**What you will do:**
Reproduce word for word the stretch of the entries below from the line containing "Mark a point on each instance of the helmet" through the last line of the entries.

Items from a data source
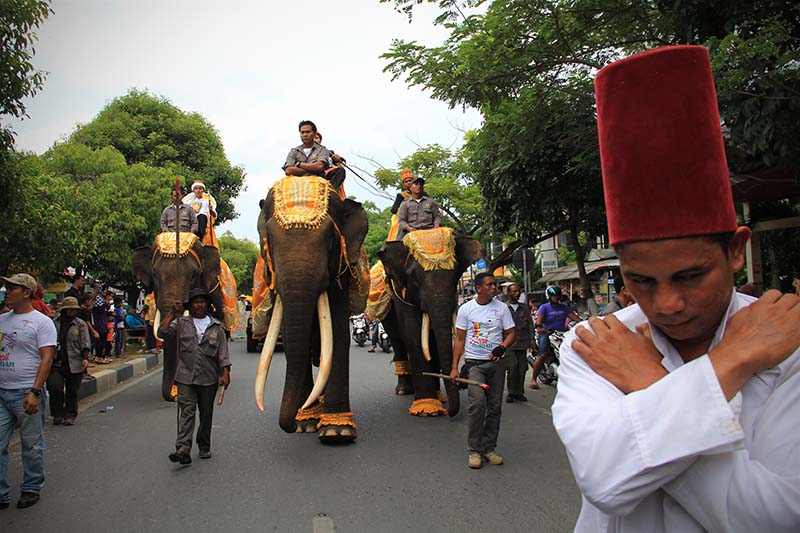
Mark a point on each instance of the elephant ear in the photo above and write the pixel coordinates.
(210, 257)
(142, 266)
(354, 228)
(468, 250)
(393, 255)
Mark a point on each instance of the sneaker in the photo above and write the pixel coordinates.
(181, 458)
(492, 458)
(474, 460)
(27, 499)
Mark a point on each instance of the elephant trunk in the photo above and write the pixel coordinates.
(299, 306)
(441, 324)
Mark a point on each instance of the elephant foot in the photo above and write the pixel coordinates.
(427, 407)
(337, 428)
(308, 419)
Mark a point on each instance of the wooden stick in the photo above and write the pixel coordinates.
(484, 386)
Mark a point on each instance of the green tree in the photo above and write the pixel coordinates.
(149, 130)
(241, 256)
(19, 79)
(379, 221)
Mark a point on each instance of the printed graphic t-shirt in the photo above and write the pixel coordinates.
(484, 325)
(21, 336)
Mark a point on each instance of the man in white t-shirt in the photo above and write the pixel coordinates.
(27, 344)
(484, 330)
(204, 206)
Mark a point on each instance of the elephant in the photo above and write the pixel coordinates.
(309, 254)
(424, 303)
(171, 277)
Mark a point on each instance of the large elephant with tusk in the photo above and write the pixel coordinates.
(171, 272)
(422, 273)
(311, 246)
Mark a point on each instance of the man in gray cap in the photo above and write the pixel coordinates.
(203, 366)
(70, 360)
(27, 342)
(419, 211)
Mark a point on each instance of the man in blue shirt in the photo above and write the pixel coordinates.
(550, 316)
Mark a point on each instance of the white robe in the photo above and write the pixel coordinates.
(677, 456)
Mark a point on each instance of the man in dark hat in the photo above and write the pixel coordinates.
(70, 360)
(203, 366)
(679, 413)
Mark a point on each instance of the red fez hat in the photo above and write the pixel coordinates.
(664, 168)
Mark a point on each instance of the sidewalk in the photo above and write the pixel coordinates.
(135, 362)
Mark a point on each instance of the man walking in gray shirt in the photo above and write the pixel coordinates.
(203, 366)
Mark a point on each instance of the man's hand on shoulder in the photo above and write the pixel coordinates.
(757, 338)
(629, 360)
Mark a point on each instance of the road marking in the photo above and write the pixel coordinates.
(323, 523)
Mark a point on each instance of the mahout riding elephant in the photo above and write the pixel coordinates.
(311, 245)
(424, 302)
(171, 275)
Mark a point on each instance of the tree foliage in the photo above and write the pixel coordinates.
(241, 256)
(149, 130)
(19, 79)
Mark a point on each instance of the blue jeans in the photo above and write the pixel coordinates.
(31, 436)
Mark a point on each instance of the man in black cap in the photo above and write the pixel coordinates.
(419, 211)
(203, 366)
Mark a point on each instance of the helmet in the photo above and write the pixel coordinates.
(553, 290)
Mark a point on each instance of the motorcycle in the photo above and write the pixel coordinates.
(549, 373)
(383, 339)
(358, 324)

**Solved problem:**
Mark a point on each instance of the helmet in the photo above and write the pixel coordinates.
(553, 290)
Mark a point on each instance of the motorcycle in the photo above and write the pixel coordinates.
(549, 373)
(383, 339)
(358, 324)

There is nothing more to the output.